DOCUMENT EXTRACT:
-=-=-=-=-

The lozenge in heraldry is a diamond-shaped rhombus charge (an object that can be placed on the field of the shield), usually somewhat narrower than it is tall. It is to be distinguished in modern heraldry from the fusil, which is like the lozenge but narrower, though the distinction has not always been as fine and is not always observed even today. A mascle is a voided lozenge—that is, a lozenge with a lozenge-shaped hole in the middle—and the rarer rustre is a lozenge containing a circular hole in the centre. A field covered in a pattern of lozenges is described as lozengy; similar fields of mascles are masculy, and fusils, fusily (see Variation of the field). In civic heraldry, a lozenge sable is often used in coal-mining communities to represent a lump of coal.

A lozenge shaped escutcheon is used to depict heraldry for a female (in continental Europe especially an unmarried woman), but is also sometimes used as a shape for mural monuments in churches which commemorate females. Funerary hatchments are generally shown within lozenge shaped frames, for both male and female deceased.

Types
 Lozenge: a diamond-shaped rhombus, usually somewhat narrower than it is tall
 Fusil: a thin lozenge; very much taller than it is wide.
 Mascle: a voided lozenge (i.e. with a largish lozenge shaped hole)
 Rustre (very rare): a lozenge pierced (i.e. with a smallish round hole)

Lozengy
The blason Lozengy is a form of variation of the field or of another charge (for example a chevron lozengy) which consists of lozenges semée, or sown like seeds (Latin: , a seed), or strewn across the field, but in an organised contiguous pattern.  The arms granted to the Canadian John Francis Cappucci bring an example of lozengy voided, the same as "lozengy" but with a smaller lozenge-shaped hole cut out of each segment.

-=-=-=-=-

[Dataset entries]
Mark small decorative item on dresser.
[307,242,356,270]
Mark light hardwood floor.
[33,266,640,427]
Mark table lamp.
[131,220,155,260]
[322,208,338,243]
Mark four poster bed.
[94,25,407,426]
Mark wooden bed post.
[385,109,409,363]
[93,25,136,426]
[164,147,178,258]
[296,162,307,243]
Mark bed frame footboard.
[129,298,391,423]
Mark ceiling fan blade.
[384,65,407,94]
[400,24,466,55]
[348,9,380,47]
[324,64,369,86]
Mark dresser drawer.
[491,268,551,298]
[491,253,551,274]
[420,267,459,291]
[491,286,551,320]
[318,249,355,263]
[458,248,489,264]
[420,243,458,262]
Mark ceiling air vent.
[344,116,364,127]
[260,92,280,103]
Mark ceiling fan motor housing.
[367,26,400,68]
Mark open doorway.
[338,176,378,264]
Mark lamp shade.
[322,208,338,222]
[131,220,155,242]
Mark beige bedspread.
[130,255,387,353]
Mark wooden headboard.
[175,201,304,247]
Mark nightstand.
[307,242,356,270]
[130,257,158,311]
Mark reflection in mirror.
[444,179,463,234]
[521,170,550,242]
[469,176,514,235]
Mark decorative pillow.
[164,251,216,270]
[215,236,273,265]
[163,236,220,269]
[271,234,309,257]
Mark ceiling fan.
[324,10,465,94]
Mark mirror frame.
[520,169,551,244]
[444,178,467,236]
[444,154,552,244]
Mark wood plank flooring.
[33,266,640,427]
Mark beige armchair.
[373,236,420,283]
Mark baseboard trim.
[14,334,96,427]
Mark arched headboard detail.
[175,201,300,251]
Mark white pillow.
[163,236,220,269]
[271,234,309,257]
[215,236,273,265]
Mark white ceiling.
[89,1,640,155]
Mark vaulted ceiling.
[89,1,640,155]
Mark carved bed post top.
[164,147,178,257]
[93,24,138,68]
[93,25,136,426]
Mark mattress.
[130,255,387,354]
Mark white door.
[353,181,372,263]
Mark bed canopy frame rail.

-=-=-=-=-

SHORT EXERCISE: Reproduce word for word the part of the heraldic lozenge text above, from "A lozenge shaped" up to and including "and female deceased.".

EXERCISE SOLUTION:
A lozenge shaped escutcheon is used to depict heraldry for a female (in continental Europe especially an unmarried woman), but is also sometimes used as a shape for mural monuments in churches which commemorate females. Funerary hatchments are generally shown within lozenge shaped frames, for both male and female deceased.